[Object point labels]
(begin)

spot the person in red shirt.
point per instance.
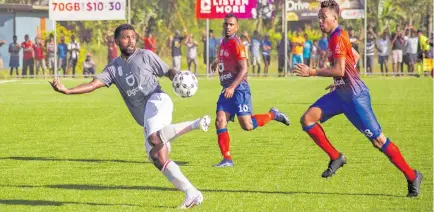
(39, 55)
(235, 97)
(349, 96)
(150, 42)
(28, 56)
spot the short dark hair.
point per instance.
(231, 15)
(121, 28)
(331, 4)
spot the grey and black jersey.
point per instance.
(136, 79)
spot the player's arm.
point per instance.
(242, 64)
(80, 89)
(337, 70)
(355, 55)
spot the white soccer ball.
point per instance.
(185, 84)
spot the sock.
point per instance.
(395, 156)
(317, 134)
(174, 175)
(170, 132)
(223, 141)
(262, 119)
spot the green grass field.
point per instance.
(86, 153)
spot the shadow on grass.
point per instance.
(180, 163)
(54, 203)
(156, 188)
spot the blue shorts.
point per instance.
(240, 104)
(296, 59)
(358, 110)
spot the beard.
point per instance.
(128, 51)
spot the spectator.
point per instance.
(255, 48)
(213, 44)
(74, 50)
(355, 41)
(297, 43)
(14, 51)
(191, 53)
(282, 55)
(423, 49)
(39, 56)
(411, 49)
(246, 42)
(88, 66)
(50, 53)
(28, 56)
(323, 44)
(398, 44)
(307, 50)
(383, 52)
(175, 44)
(315, 54)
(2, 42)
(149, 42)
(266, 49)
(370, 50)
(112, 48)
(62, 49)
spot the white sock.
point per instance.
(173, 173)
(170, 132)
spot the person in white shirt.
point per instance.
(74, 50)
(383, 51)
(411, 43)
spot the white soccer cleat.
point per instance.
(204, 123)
(192, 201)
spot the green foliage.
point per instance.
(86, 153)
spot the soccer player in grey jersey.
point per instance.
(135, 75)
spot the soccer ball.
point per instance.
(185, 84)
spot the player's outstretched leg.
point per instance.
(414, 177)
(170, 132)
(315, 131)
(158, 153)
(223, 138)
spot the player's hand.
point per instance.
(331, 87)
(229, 92)
(214, 66)
(302, 70)
(58, 86)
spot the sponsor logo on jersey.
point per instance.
(133, 91)
(339, 81)
(225, 76)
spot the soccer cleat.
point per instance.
(280, 117)
(225, 163)
(334, 165)
(204, 123)
(192, 201)
(414, 186)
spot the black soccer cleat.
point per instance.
(280, 117)
(414, 186)
(334, 165)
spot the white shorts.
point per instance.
(396, 56)
(158, 114)
(256, 61)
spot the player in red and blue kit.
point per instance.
(350, 97)
(235, 98)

(end)

WHAT IS REQUIRED
Reproduce the stretch of records from the line containing "spot the white shorts." through the end of the records, requests included. Move every coordinate in the points by -16, applying it to both numbers of each pair.

CORRECT OUTPUT
spot the white shorts.
point per instance.
(380, 40)
(142, 98)
(240, 45)
spot the player in red and blue kit.
point per instance.
(334, 81)
(219, 82)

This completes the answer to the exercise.